Region pointing data:
************
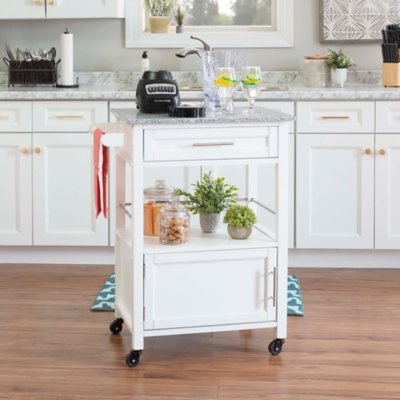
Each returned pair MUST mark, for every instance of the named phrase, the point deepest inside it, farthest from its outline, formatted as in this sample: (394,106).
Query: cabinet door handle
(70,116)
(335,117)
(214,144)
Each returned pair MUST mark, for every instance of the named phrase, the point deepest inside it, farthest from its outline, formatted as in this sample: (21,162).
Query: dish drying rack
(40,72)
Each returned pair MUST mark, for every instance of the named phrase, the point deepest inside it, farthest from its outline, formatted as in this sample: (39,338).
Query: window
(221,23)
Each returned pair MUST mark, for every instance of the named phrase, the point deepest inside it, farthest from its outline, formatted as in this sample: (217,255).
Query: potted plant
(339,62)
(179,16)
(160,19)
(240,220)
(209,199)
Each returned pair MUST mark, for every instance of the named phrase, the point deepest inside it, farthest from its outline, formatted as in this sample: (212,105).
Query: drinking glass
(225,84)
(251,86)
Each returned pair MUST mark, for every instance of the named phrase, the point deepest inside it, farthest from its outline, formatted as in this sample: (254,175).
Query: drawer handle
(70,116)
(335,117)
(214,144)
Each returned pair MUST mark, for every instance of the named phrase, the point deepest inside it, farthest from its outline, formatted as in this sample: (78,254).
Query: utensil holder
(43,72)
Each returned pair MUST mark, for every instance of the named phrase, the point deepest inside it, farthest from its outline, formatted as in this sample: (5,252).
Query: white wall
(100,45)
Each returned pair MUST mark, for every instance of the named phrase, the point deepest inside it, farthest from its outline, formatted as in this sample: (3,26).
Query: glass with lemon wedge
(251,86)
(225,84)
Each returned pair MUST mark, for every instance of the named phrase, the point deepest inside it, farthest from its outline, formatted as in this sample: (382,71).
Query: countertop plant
************
Problem:
Reproduce, word for word, the lines of the data from the one that contains "Query: white wall" to the end, both ends included.

Output for this task:
Query: white wall
(100,45)
Each returned pair MUST mark, for every instance of the named phrase, the point deepest inside it, farthest from its outline, formatted as in this sample: (3,26).
Query: glass with lemon wedge
(251,86)
(225,84)
Each returned pair MUST mark, for every instance of the named phrase, the point deepest inside it, farthest from its outline, formatted as in this sample: (382,71).
Query: countertop plant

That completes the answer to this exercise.